## EXERCISE PROMPT
Locate the line that contains "of the haze". Copy it and every following line through the end of the records, exactly, and include nothing else.

Extracted data entries
■ ■ ■ ■ ■ ■ ■

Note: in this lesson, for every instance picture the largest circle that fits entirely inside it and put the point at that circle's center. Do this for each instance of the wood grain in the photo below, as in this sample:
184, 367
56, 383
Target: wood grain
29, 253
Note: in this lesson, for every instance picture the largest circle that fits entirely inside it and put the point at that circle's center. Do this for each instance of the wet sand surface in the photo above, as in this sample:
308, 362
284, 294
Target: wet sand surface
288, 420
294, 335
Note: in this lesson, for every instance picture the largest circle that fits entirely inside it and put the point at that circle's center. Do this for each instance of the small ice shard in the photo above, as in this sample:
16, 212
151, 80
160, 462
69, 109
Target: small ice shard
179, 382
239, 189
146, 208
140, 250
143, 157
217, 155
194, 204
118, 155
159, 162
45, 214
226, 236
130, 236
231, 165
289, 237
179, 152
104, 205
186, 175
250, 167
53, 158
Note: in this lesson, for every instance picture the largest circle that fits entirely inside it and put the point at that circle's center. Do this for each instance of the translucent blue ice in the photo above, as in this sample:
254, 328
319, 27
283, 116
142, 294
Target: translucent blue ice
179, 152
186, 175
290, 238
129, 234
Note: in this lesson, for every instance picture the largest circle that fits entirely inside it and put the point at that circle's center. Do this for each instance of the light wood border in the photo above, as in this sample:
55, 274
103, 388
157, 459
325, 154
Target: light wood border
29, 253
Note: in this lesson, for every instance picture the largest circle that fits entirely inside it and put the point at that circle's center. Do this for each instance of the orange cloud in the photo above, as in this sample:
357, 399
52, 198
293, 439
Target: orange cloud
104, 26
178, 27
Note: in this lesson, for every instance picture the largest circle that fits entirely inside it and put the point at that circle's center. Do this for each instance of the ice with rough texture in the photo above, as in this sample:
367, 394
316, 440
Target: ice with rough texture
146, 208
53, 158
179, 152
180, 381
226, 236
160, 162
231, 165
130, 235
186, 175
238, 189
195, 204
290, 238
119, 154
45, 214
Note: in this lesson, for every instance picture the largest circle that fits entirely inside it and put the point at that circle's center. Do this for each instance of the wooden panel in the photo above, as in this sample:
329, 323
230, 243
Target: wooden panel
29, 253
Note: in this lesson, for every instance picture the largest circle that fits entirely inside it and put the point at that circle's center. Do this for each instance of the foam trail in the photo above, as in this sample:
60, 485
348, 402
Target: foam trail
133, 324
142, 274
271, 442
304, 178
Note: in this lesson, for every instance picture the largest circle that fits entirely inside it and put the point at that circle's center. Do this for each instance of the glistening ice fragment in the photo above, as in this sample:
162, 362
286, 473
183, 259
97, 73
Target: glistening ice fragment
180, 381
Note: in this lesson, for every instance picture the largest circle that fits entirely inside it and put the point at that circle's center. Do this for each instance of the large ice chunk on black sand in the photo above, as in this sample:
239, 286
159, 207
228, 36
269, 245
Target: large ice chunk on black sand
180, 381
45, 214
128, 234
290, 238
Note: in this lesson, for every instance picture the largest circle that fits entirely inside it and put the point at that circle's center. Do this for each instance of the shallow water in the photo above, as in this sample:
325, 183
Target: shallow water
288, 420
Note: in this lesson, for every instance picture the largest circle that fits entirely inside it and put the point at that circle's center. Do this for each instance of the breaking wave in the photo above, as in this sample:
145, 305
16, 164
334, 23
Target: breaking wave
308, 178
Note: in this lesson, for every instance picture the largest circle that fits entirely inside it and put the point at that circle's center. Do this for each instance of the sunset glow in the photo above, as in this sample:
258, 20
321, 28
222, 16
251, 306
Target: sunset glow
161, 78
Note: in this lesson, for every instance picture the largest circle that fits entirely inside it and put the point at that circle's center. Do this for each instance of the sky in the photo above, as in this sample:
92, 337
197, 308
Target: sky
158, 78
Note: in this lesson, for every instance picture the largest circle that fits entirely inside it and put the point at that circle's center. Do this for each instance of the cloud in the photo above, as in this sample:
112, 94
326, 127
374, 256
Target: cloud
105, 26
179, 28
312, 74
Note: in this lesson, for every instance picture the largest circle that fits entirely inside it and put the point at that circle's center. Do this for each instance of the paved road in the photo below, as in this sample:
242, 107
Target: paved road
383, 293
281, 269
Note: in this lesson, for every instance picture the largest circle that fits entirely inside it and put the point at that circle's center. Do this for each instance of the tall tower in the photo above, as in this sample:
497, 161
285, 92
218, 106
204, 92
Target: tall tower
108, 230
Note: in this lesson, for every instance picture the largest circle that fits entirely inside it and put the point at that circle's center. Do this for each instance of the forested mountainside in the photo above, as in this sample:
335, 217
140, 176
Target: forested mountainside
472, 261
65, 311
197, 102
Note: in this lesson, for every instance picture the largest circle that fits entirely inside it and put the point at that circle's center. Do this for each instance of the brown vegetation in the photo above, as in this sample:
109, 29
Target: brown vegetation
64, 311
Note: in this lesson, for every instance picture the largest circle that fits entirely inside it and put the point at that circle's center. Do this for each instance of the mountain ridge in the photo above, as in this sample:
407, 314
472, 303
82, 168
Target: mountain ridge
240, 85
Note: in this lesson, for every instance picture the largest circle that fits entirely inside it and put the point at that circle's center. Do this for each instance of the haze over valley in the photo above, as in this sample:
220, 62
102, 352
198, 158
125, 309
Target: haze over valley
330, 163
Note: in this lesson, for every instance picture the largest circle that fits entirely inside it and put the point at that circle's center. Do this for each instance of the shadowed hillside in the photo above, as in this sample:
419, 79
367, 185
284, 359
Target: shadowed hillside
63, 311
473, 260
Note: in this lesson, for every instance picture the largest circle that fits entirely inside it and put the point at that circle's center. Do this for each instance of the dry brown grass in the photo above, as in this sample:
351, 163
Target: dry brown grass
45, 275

■ ■ ■ ■ ■ ■ ■

## WRITTEN ANSWER
Note: in this lesson, for every instance picture the largest circle that fits entirely inside it and put the point at that circle's center. Do this for each instance of the haze over valley in the photo above, as in this sample:
220, 62
102, 352
198, 158
125, 309
Target: haze over valley
330, 163
Note: in this lesson, for every instance picture the largest circle that fits entirely inside it and put the point at that circle's center. Do this for each instance of the shadowed hillside in the photo above, as in this sample:
419, 79
367, 185
284, 359
Target: shadowed hillside
63, 311
473, 260
Note: in this lesson, for every instance picture the largest circle that fits entirely inside it and put the point at that circle's center. Do this for each instance of the dry brown grass in the photo above, as in this sample:
351, 163
Target: dry brown grass
45, 275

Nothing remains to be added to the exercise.